Every line below that has "wheel" in it should be copied.

====================

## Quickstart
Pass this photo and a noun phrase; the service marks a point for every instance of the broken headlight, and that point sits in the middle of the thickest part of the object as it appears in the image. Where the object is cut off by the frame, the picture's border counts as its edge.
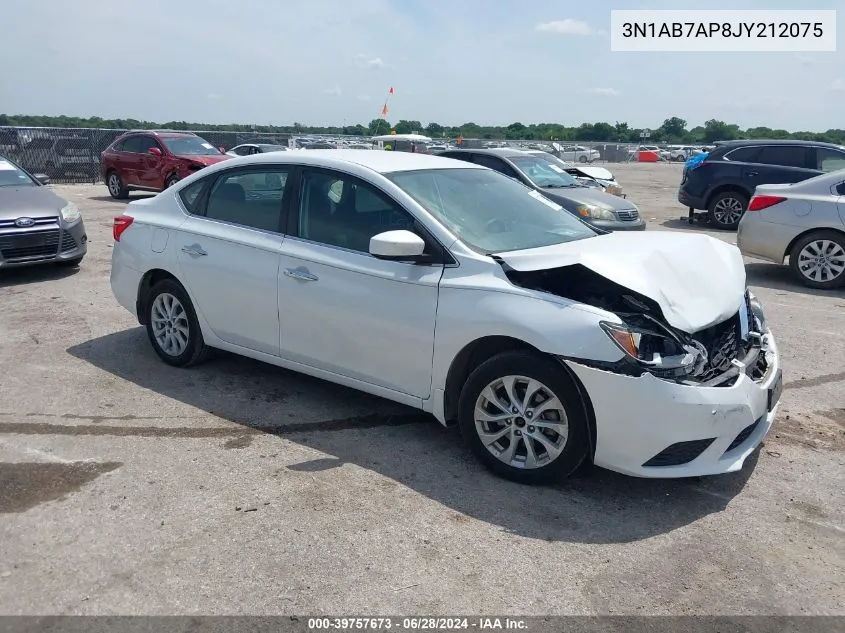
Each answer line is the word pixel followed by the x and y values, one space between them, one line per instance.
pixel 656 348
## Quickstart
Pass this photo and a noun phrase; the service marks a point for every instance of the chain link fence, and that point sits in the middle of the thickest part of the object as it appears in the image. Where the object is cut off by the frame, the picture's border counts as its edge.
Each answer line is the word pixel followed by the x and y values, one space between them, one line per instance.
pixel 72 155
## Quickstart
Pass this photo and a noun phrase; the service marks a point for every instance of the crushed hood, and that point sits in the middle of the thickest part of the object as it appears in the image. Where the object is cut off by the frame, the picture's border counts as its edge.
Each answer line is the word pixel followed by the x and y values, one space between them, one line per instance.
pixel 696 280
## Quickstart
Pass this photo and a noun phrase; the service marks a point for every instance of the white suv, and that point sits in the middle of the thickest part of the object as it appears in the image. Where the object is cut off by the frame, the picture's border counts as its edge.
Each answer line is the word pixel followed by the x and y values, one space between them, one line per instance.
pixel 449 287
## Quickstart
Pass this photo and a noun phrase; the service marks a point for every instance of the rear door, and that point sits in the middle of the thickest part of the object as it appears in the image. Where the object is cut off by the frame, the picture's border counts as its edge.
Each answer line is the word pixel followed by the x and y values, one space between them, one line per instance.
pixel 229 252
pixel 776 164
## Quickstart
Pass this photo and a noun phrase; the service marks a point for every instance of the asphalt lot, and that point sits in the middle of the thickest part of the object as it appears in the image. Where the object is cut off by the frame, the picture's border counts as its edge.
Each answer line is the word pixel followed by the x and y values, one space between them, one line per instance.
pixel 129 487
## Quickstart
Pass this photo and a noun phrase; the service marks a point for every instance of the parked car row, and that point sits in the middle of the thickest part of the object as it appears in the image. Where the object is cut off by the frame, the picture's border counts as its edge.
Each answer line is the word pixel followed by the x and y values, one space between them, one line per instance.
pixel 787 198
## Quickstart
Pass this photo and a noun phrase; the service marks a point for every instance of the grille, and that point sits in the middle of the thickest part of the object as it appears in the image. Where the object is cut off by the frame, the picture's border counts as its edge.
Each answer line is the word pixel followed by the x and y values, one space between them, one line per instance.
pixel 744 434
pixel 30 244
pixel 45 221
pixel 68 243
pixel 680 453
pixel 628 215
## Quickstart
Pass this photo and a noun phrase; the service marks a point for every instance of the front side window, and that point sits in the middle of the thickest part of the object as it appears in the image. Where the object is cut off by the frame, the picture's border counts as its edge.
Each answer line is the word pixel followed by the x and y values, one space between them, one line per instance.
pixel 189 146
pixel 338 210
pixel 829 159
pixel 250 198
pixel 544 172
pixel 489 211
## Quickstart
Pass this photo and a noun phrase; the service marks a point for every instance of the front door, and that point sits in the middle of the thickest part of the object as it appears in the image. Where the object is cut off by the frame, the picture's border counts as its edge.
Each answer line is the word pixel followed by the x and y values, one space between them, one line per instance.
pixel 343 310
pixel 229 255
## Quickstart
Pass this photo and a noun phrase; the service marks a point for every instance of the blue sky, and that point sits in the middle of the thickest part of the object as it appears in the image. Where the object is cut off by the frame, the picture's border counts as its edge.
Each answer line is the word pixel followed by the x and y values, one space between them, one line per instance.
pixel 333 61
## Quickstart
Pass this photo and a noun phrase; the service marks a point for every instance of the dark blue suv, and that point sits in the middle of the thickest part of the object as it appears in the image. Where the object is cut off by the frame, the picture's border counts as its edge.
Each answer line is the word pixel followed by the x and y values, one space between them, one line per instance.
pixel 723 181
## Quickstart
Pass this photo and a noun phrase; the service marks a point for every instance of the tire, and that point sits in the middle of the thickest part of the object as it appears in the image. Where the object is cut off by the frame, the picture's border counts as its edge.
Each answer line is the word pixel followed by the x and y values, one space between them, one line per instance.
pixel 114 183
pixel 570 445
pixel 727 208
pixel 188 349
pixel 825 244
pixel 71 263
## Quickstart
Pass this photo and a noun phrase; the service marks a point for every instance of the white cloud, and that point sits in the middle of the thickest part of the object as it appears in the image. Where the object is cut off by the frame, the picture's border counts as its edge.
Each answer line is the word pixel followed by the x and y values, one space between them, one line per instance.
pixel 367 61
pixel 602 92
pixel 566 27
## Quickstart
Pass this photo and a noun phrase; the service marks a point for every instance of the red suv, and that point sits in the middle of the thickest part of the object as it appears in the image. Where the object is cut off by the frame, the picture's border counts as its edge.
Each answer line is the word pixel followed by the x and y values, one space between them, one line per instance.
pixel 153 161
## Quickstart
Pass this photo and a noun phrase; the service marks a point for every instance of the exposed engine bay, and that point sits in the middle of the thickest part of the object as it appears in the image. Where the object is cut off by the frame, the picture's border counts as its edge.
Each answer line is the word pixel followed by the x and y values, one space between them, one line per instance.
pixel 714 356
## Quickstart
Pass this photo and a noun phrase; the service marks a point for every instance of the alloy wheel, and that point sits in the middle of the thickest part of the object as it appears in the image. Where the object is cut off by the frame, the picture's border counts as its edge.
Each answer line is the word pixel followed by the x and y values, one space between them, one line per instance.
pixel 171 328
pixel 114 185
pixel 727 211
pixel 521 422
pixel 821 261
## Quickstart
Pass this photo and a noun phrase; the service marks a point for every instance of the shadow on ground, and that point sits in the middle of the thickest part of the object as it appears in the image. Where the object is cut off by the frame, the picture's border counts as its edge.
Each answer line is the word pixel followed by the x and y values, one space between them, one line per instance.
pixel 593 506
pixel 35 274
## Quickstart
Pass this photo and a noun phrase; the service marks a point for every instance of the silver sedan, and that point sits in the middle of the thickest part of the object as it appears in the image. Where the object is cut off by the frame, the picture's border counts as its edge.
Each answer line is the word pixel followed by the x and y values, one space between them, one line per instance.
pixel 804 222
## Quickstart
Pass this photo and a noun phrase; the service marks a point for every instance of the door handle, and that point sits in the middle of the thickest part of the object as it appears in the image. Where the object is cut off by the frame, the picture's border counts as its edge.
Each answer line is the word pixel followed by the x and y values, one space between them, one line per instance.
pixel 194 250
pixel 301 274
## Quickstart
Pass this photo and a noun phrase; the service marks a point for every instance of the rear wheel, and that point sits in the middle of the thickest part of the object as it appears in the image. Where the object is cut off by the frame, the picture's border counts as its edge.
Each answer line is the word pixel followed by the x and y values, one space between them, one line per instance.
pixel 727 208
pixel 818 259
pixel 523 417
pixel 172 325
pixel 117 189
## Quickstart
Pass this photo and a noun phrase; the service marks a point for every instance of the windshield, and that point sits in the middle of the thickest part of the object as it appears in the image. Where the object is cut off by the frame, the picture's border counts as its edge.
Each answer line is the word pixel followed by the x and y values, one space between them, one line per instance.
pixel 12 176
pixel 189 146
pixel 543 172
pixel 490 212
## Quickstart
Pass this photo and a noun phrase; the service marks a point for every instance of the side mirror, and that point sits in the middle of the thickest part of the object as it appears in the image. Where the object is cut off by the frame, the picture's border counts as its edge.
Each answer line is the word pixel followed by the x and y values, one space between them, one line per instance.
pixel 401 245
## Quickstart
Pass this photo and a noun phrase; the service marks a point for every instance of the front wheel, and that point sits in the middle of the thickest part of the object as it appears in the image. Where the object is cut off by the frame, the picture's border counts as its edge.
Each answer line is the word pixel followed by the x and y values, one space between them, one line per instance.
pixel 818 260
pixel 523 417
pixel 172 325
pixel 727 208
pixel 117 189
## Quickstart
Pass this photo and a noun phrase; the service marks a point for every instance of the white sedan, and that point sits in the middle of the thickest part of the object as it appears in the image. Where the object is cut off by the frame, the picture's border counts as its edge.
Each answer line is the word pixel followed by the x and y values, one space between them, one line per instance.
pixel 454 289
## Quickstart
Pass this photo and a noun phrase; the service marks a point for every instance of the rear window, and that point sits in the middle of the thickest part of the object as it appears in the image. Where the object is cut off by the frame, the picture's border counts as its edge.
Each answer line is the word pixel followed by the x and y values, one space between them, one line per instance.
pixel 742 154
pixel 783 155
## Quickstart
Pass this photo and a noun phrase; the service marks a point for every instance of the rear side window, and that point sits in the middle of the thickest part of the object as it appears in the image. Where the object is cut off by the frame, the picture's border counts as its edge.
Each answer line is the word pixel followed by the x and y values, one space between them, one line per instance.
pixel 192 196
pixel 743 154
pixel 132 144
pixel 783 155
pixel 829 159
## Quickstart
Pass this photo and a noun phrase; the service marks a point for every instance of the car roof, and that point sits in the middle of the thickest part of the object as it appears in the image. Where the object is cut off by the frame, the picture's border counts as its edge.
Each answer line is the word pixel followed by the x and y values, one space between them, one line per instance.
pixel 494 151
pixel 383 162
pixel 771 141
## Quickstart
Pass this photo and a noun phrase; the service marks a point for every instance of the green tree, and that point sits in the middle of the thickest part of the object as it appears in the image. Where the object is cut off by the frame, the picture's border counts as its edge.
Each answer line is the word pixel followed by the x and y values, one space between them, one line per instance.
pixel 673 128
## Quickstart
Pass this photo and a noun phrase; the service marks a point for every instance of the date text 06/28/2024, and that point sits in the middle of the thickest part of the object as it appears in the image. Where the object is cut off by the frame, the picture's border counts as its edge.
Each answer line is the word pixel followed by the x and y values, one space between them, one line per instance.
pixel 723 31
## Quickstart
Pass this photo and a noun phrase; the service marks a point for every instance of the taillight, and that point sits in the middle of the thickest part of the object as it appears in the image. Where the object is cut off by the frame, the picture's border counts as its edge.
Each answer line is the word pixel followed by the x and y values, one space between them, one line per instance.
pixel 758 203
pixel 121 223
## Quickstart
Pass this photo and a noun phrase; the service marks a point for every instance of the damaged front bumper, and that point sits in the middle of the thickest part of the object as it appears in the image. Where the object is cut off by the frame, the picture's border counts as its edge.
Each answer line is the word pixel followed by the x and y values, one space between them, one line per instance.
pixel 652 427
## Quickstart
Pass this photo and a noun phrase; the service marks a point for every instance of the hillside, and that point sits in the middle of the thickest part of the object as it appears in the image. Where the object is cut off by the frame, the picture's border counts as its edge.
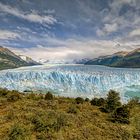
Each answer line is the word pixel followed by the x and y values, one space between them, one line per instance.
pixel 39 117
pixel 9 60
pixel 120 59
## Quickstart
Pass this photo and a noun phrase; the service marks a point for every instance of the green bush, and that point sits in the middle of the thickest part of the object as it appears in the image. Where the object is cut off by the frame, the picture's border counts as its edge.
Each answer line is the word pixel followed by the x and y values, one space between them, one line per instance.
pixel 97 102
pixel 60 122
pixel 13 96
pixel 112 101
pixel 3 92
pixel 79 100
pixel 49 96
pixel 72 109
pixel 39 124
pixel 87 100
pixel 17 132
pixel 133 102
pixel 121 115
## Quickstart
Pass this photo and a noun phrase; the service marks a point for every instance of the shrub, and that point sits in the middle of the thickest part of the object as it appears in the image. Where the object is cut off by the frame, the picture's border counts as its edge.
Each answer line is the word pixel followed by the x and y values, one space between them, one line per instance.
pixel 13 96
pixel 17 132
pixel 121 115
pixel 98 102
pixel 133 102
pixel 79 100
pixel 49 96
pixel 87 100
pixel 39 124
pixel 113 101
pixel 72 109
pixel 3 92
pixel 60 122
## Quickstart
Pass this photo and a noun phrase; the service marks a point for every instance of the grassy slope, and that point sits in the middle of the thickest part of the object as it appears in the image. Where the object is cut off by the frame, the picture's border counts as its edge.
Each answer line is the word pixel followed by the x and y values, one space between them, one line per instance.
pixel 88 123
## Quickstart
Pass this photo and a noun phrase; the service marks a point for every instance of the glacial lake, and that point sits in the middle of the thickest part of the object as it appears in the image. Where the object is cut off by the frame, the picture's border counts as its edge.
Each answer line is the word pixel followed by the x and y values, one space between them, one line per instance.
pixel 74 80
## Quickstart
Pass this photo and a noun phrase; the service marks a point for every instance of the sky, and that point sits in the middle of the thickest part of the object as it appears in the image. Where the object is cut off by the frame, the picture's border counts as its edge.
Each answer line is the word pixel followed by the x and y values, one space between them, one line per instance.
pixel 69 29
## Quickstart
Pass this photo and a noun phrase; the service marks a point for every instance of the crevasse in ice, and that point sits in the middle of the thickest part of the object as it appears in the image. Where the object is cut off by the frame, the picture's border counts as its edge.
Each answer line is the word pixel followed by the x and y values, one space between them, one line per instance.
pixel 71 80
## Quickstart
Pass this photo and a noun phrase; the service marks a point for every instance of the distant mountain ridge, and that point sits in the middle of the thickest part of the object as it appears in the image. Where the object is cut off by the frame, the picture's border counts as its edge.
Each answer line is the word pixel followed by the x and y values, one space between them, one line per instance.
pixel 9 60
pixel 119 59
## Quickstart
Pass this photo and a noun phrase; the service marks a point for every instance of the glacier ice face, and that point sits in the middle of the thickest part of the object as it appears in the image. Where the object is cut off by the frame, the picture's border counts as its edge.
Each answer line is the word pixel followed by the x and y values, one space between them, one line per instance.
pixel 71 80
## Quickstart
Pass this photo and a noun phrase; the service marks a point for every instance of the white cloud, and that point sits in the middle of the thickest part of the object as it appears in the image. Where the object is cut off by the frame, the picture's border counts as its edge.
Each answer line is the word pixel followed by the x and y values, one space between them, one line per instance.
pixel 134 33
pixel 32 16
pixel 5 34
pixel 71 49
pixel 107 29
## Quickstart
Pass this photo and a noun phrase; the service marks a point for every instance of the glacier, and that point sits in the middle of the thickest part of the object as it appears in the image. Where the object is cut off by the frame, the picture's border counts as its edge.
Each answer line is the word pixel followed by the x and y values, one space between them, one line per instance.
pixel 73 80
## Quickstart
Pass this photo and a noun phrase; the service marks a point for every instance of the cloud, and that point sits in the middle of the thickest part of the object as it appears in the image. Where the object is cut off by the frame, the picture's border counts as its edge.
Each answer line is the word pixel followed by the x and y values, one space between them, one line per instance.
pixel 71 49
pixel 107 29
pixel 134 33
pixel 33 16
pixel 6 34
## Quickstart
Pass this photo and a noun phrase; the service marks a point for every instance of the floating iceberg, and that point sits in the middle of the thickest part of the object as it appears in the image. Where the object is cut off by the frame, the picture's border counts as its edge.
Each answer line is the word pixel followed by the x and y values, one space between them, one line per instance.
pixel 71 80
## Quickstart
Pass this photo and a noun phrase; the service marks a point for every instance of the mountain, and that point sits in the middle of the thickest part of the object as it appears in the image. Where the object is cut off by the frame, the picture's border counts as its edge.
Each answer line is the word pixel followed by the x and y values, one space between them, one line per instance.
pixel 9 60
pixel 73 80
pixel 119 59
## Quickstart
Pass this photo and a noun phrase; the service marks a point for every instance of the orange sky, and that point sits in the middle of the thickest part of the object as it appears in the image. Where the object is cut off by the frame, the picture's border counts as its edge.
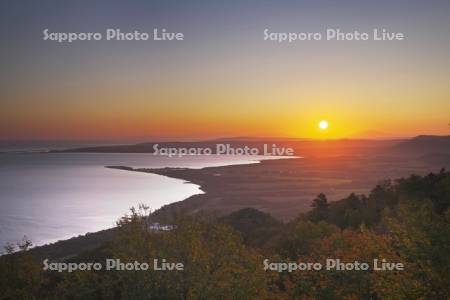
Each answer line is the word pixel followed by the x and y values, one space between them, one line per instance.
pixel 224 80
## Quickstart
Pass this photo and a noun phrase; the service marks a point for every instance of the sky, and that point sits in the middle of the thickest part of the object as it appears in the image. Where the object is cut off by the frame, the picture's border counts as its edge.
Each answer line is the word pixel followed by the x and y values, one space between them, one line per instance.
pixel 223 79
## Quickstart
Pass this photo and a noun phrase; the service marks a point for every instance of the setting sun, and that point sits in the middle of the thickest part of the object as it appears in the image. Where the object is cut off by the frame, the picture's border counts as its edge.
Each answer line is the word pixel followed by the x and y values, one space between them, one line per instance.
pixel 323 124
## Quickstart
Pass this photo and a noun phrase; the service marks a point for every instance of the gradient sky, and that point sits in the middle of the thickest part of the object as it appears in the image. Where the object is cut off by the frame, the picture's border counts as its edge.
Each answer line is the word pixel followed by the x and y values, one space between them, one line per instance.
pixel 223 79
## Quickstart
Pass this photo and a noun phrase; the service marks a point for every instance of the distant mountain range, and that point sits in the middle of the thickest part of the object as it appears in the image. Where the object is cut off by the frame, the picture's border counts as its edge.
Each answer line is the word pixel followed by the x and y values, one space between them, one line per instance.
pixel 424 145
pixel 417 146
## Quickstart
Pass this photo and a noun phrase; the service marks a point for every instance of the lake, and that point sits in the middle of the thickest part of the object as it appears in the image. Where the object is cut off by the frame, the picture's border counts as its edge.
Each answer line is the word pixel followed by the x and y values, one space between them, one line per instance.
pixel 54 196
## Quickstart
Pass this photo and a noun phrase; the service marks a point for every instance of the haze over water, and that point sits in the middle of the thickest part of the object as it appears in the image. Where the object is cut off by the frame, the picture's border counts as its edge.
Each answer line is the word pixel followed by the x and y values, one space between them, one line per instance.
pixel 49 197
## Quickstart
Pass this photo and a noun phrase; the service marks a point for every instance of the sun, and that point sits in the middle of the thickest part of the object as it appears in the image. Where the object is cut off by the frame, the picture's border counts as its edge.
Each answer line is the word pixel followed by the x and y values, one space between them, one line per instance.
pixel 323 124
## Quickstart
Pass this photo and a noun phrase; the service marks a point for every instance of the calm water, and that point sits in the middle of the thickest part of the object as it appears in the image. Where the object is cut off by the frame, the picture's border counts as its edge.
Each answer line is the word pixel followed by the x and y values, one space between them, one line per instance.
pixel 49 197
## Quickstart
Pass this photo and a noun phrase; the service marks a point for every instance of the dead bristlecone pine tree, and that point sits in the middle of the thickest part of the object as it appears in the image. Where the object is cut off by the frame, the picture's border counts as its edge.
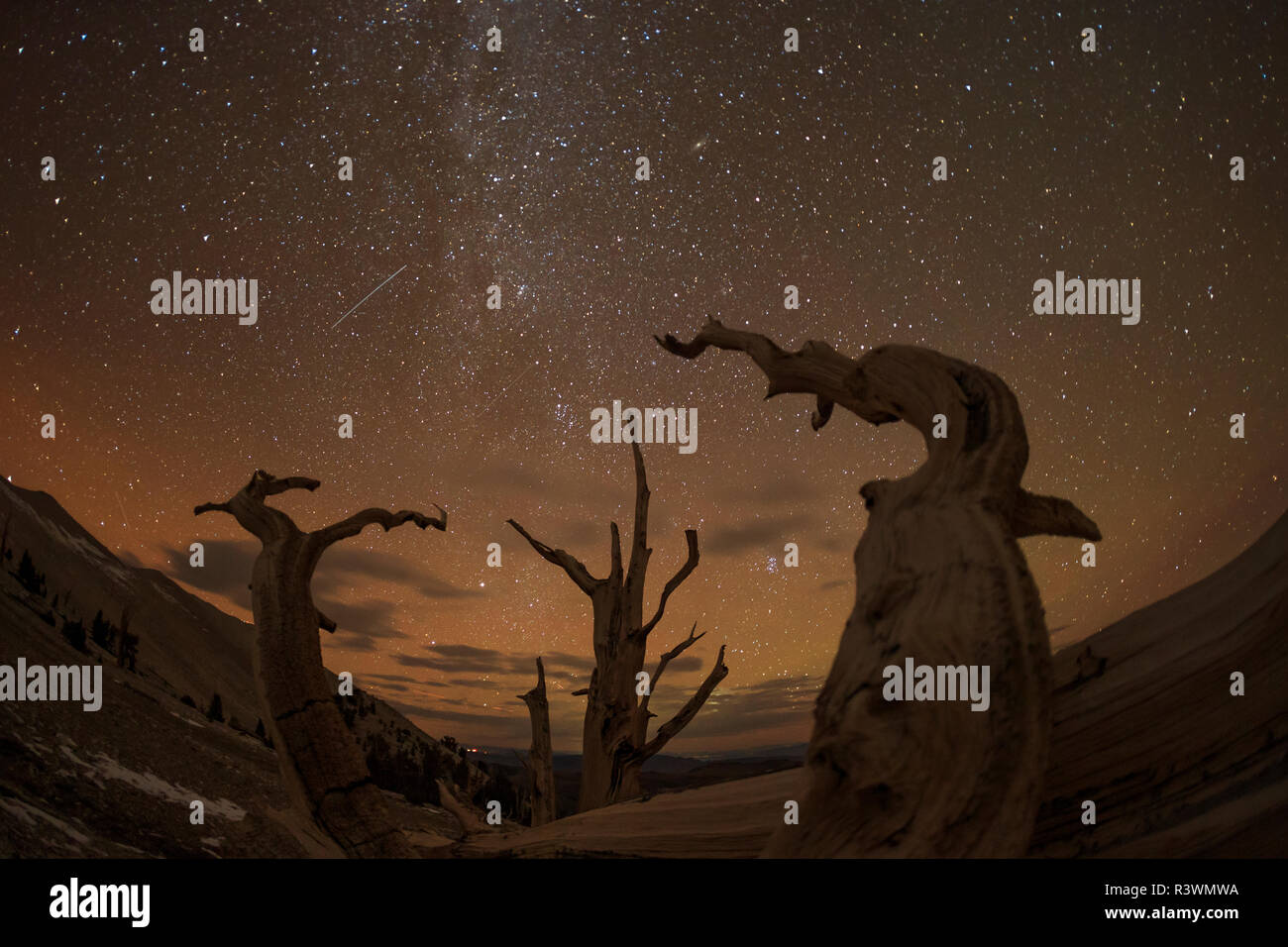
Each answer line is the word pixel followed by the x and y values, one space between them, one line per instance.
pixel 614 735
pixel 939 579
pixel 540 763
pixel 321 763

====================

(REPLY TO THE EXERCISE):
Pass this photo and a noun phrase; the service marks a point for every instance of the alloy wheel, and that point sits in the middle of the thickest part of the object as it appears in the image. Where the object is cut off by the frame, the picture's border counts as its edge.
Pass this photo and a noun phrase; the service marks a point for every instance of the rear wheel, and that point sits in the middle of the thickest part of the object as it appears in the image. Where the object is cut off by the frame, the picture's border counts as its edge.
Pass this photo and a noun phrase; the service marks a point for every instance of the front wheel, and that point sits in the middle of the thickest part of the object as it appears in the image. Where the object is cut off by the frame, the picture's border counts as its edge.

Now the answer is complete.